• [Task material]
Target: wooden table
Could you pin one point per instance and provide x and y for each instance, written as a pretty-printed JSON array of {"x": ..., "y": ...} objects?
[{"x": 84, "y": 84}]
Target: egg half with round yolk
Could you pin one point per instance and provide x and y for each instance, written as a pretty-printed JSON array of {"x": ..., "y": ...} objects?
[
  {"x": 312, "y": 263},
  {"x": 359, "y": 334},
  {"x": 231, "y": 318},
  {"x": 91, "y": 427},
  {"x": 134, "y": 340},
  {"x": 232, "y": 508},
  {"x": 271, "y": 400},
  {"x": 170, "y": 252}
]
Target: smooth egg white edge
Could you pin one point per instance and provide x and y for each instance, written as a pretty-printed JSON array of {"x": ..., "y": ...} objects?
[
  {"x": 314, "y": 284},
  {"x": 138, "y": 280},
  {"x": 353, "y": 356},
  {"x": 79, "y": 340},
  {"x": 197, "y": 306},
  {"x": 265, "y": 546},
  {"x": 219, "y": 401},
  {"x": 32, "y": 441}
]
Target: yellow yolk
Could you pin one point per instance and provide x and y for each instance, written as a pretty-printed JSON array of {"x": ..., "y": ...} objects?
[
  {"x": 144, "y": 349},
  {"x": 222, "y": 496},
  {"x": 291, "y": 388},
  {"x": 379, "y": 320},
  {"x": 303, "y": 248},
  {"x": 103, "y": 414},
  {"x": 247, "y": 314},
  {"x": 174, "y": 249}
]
* * *
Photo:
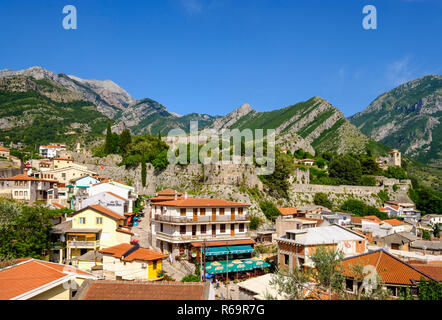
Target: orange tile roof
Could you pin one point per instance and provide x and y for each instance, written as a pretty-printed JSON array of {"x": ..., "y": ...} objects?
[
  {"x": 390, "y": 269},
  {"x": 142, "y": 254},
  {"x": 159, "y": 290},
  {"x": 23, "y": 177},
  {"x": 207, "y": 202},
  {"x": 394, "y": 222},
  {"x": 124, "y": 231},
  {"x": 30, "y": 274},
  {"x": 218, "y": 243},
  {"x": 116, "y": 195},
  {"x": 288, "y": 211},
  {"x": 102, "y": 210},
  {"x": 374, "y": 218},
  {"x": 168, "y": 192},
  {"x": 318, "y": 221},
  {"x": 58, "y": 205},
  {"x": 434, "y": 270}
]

• [Problem to solve]
Search the material above for the string "yolk", and copy every line in which it turns up.

• [Your solution]
Target: egg half with round yolk
Target: yellow yolk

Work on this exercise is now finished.